> [Vorliegender Text]

========

Eine Schwerhörigkeit besteht, wenn das Hörvermögen vermindert ist. Der Fachausdruck für die Schwerhörigkeit lautet Hypakusis. Die Hypakusis kann vorübergehend bestehen und das Gehör sich wieder erholen, in vielen Fällen bleibt das Hören aber auf Dauer schlecht. Schwerhörigkeit ist ein verbreitetes Problem in der Gesellschaft. Ungefähr 20 Prozent der Menschen in Deutschland leiden an ausgeprägter Schwerhörigkeit. Insbesondere ältere Menschen sind schwerhörig - die typische Altersschwerhörigkeit wird als Presbyakusis bezeichnet. Die Schwerhörigkeit lässt sich generell in zwei Formen unterteilen, nämlich in die Mittelohrschwerhörigkeit (Schallleitungsschwerhörigkeit) und in die Innenohrschwerhörigkeit (Schallempfindungsschwerhörigkeit). Zu den Schallempfindungsstörungen gehören auch zentrale Hörstörungen (Veränderungen im Gehirn) oder Schäden der Nervenverbindung zwischen Ohr und Gehirn.
Schwerhörigkeit kann viele verschiedene Ursachen haben. Zu den möglichen Ursachen gehören eine angeborene Hörstörung, gewöhnliche Altersschwerhörigkeit (Presbyakusis), Hörschaden durch Lärmbelastung, eine Infektion im Ohr bis hin zu einem Tumor. Alles in allem wird eine Schallleitungsstörung (Mittelohrschwerhörigkeit) von einer Schallempfindungsstörung (Innenohrschwerhörigkeit oder Beeinträchtigung an Hörnerv oder Gehirn) unterschieden.
Die Schallleitung erfolgt vom Trommelfell, über das die Schallwellen aufgenommen werden, über die Gehörknöchelchen (Hammer, Amboss, Steigbügel) bis zur Steigbügelplatte. Diese liegt an einer Öffnung zum Innenohr (ovales Fenster) an einer Membran. Eine Schallleitungsstörung führt dazu, dass die Tonimpulse vom Mittelohr nicht mehr gut bis zum Innenohr geführt werden können.
Ursachen dafür können Schäden des Trommelfells (z. B. nach Schlag gegen das Ohr), eine Mittelohrentzündung (Otitis media), eine chronische Eiterung (Cholesteatom) oder eine Flüssigkeitsfüllung des Mittelohrs (Paukenerguss, Serotympanon) sein. Auch Verletzungen können für eine Schallleitungsschwerhörigkeit sorgen, wenn sie z. B. die Gehörknöchelchenkette unterbrechen. Das Ohr kann von einer Otosklerose (krankhafte Umbauvorgänge der Knochen) betroffen sein, die zu einer Verknöcherung des Steigbügels im ovalen Fenster und damit herabgesetzten Beweglichkeit führt und die Schallleitung stark reduziert. In seltenen Fällen kommen Tumore am oder im Mittelohr vor, die die Schallleitung behindern.

========

> [Zu bearbeitende Aufgaben]
a - Nennen Sie alle Ursachen einer Schallleitungsschwerhörigkeit, die der Text über Schwerhörigkeit in dem Absatz aufführt, der mit „Ursachen dafür können“ beginnt.
b - Setzen Sie den Text über Schwerhörigkeit im Anschluss an seinen letzten Satz fort.
Die nachstehenden Zeilen sind hierfür ohne Belang.

========

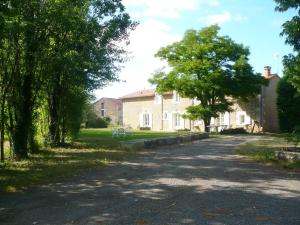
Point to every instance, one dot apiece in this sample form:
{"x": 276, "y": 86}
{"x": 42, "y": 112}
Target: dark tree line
{"x": 289, "y": 87}
{"x": 52, "y": 55}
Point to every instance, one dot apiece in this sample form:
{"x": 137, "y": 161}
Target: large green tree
{"x": 288, "y": 105}
{"x": 292, "y": 33}
{"x": 53, "y": 53}
{"x": 211, "y": 68}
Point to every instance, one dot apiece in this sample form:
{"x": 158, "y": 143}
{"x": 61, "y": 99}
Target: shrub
{"x": 234, "y": 131}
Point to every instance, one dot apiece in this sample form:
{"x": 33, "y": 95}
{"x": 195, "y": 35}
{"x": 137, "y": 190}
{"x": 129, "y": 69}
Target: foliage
{"x": 94, "y": 121}
{"x": 210, "y": 68}
{"x": 294, "y": 137}
{"x": 93, "y": 148}
{"x": 263, "y": 151}
{"x": 288, "y": 102}
{"x": 145, "y": 128}
{"x": 234, "y": 131}
{"x": 52, "y": 55}
{"x": 292, "y": 33}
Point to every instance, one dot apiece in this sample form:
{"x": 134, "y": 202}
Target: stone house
{"x": 146, "y": 108}
{"x": 109, "y": 107}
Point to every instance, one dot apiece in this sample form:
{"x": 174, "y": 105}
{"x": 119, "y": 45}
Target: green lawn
{"x": 264, "y": 151}
{"x": 103, "y": 137}
{"x": 93, "y": 148}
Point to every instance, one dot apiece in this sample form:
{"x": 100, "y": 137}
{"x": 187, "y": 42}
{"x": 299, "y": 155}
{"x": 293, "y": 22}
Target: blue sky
{"x": 253, "y": 23}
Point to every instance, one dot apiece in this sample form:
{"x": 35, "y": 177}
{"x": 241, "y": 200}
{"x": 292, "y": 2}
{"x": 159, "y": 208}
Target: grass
{"x": 264, "y": 151}
{"x": 93, "y": 148}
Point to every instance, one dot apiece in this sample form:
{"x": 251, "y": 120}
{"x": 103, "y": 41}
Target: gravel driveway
{"x": 199, "y": 183}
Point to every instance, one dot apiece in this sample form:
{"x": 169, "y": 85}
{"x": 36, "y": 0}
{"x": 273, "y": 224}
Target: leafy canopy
{"x": 210, "y": 68}
{"x": 291, "y": 29}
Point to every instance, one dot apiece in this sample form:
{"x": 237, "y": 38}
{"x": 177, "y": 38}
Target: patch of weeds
{"x": 264, "y": 151}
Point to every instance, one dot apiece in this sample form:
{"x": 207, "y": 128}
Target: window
{"x": 157, "y": 99}
{"x": 176, "y": 97}
{"x": 146, "y": 120}
{"x": 177, "y": 119}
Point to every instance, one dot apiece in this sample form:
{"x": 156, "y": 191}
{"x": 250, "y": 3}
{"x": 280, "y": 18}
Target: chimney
{"x": 267, "y": 71}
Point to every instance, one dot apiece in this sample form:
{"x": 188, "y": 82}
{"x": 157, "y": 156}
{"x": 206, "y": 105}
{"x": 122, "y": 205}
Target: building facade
{"x": 109, "y": 107}
{"x": 146, "y": 109}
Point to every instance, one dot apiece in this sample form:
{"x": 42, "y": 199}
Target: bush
{"x": 234, "y": 131}
{"x": 294, "y": 137}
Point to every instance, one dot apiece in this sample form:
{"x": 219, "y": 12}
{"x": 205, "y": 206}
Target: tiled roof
{"x": 140, "y": 94}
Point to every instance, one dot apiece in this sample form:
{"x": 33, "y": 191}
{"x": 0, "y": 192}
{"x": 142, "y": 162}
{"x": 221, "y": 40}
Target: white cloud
{"x": 222, "y": 18}
{"x": 167, "y": 8}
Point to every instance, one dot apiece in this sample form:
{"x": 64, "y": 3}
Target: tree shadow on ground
{"x": 204, "y": 183}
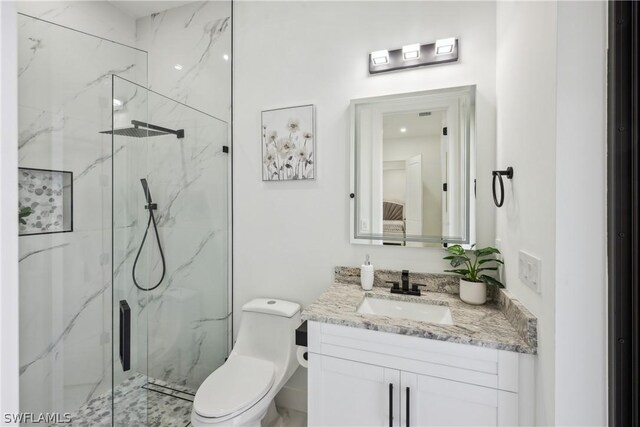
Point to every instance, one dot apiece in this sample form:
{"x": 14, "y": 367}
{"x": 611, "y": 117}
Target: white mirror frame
{"x": 470, "y": 159}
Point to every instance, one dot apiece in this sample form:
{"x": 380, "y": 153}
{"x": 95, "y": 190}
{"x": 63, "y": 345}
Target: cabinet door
{"x": 431, "y": 401}
{"x": 347, "y": 393}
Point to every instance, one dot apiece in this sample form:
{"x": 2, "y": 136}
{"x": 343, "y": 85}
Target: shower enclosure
{"x": 144, "y": 182}
{"x": 173, "y": 327}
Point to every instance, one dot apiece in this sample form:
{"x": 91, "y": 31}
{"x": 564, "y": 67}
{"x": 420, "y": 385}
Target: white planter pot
{"x": 473, "y": 292}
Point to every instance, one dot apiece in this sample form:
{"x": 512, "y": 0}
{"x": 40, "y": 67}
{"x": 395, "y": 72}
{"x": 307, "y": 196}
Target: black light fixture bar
{"x": 179, "y": 133}
{"x": 427, "y": 57}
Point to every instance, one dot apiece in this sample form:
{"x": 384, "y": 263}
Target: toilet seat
{"x": 234, "y": 387}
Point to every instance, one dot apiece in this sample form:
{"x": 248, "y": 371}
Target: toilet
{"x": 241, "y": 392}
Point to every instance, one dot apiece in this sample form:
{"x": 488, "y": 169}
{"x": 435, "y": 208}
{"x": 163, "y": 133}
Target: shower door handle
{"x": 125, "y": 335}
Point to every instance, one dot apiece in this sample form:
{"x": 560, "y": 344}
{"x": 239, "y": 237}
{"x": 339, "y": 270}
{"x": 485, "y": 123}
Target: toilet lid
{"x": 238, "y": 384}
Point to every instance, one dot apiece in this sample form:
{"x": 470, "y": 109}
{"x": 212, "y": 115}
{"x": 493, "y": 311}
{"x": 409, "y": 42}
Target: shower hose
{"x": 152, "y": 220}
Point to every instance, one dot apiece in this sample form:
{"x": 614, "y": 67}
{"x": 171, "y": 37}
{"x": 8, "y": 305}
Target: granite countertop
{"x": 502, "y": 323}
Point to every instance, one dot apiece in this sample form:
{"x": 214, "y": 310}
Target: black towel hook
{"x": 498, "y": 174}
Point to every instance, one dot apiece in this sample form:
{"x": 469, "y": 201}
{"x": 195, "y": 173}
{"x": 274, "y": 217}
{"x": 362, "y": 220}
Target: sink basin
{"x": 406, "y": 310}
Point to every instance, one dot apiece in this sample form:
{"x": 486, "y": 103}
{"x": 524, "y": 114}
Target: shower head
{"x": 134, "y": 132}
{"x": 143, "y": 130}
{"x": 145, "y": 188}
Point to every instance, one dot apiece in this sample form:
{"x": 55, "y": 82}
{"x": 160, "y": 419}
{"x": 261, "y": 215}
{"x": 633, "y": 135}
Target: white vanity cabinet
{"x": 359, "y": 377}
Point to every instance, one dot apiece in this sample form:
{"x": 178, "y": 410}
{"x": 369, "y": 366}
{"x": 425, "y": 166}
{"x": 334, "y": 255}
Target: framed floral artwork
{"x": 289, "y": 144}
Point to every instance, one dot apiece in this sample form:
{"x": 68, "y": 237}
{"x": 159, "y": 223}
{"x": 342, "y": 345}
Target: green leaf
{"x": 461, "y": 271}
{"x": 491, "y": 281}
{"x": 487, "y": 251}
{"x": 482, "y": 261}
{"x": 455, "y": 250}
{"x": 459, "y": 260}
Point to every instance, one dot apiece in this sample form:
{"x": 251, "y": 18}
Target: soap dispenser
{"x": 366, "y": 275}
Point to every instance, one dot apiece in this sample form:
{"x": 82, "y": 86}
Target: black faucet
{"x": 405, "y": 290}
{"x": 405, "y": 281}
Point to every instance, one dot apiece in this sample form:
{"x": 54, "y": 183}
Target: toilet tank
{"x": 267, "y": 331}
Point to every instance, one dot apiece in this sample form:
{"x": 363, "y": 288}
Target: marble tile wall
{"x": 188, "y": 328}
{"x": 204, "y": 82}
{"x": 181, "y": 331}
{"x": 65, "y": 279}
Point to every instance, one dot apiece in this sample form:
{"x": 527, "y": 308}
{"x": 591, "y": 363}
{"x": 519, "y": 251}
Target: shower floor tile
{"x": 139, "y": 403}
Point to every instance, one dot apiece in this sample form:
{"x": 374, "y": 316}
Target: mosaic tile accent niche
{"x": 45, "y": 201}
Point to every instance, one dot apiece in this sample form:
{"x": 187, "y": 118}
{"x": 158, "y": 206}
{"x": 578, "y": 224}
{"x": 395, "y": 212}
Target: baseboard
{"x": 292, "y": 398}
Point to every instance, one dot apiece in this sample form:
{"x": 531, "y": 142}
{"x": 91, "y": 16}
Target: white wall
{"x": 551, "y": 121}
{"x": 288, "y": 236}
{"x": 9, "y": 383}
{"x": 526, "y": 99}
{"x": 287, "y": 53}
{"x": 581, "y": 235}
{"x": 99, "y": 18}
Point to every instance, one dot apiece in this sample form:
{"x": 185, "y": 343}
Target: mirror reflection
{"x": 413, "y": 168}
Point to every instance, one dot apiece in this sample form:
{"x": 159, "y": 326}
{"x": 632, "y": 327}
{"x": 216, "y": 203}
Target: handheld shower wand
{"x": 152, "y": 220}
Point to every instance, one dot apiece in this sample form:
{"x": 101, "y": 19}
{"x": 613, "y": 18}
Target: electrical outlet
{"x": 529, "y": 270}
{"x": 105, "y": 338}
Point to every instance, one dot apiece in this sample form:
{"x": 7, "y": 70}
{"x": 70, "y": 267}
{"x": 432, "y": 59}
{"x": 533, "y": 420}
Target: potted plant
{"x": 473, "y": 265}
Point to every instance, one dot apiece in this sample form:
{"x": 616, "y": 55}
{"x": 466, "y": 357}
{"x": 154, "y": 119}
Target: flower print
{"x": 293, "y": 125}
{"x": 269, "y": 157}
{"x": 285, "y": 147}
{"x": 301, "y": 153}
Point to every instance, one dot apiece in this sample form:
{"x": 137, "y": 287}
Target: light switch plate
{"x": 529, "y": 270}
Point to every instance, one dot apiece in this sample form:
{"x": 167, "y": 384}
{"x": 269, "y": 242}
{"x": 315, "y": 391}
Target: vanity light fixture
{"x": 411, "y": 51}
{"x": 414, "y": 55}
{"x": 445, "y": 46}
{"x": 379, "y": 57}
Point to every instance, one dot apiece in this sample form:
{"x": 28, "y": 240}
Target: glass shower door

========

> [Antworten je Aufgabe]
a -
- Schäden des Trommelfells (z. B. nach Schlag gegen das Ohr)
- Mittelohrentzündung (Otitis media)
- chronische Eiterung (Cholesteatom)
- Flüssigkeitsfüllung des Mittelohrs (Paukenerguss, Serotympanon)
- Verletzungen, die z. B. die Gehörknöchelchenkette unterbrechen
- Otosklerose (krankhafte Umbauvorgänge der Knochen)
- Tumore am oder im Mittelohr (in seltenen Fällen)

b -
Zu starke Druckschwankungen können zu Problemen führen, beispielsweise in großen Höhen im Flugzeug. Eine weitere Störung mit möglicher Schwerhörigkeit ist eine Blockierung oder eine Verletzung in der Ohrtrompete, also der Verbindung von Mittelohr zu Rachenraum (Tuba auditiva). Das verhindert einen Luftaustausch zwischen Mittelohr und Außenwelt und kann unter anderem auch zum Paukenerguss führen.
Außerdem kann eine Beeinträchtigung am Außenohr und äußeren Gehörgang grob in diese Störungen eingeordnet werden. Ein Beispiel dafür ist Ohrenschmalz (Cerumen), von dem eine Ansammlung, Verdichtung (etwa nach Verwendung von Wattestäbchen) oder übermäßige Bildung vorliegt. Wasser im Ohr kann das Hören ebenfalls stören, gleichermaßen wie Entzündungen am Außenohr und Gehörgang (Otitis externa).
Eine Schallempfindungsstörung hat ihre Ursache in den Anteilen des Körpers, die den Schall sensorisch registrieren und verarbeiten. Das bedeutet, die Ursache liegt im Innenohr (Hörschnecke, Cochlea) oder im Nervensystem (Hörnerv oder Hirn).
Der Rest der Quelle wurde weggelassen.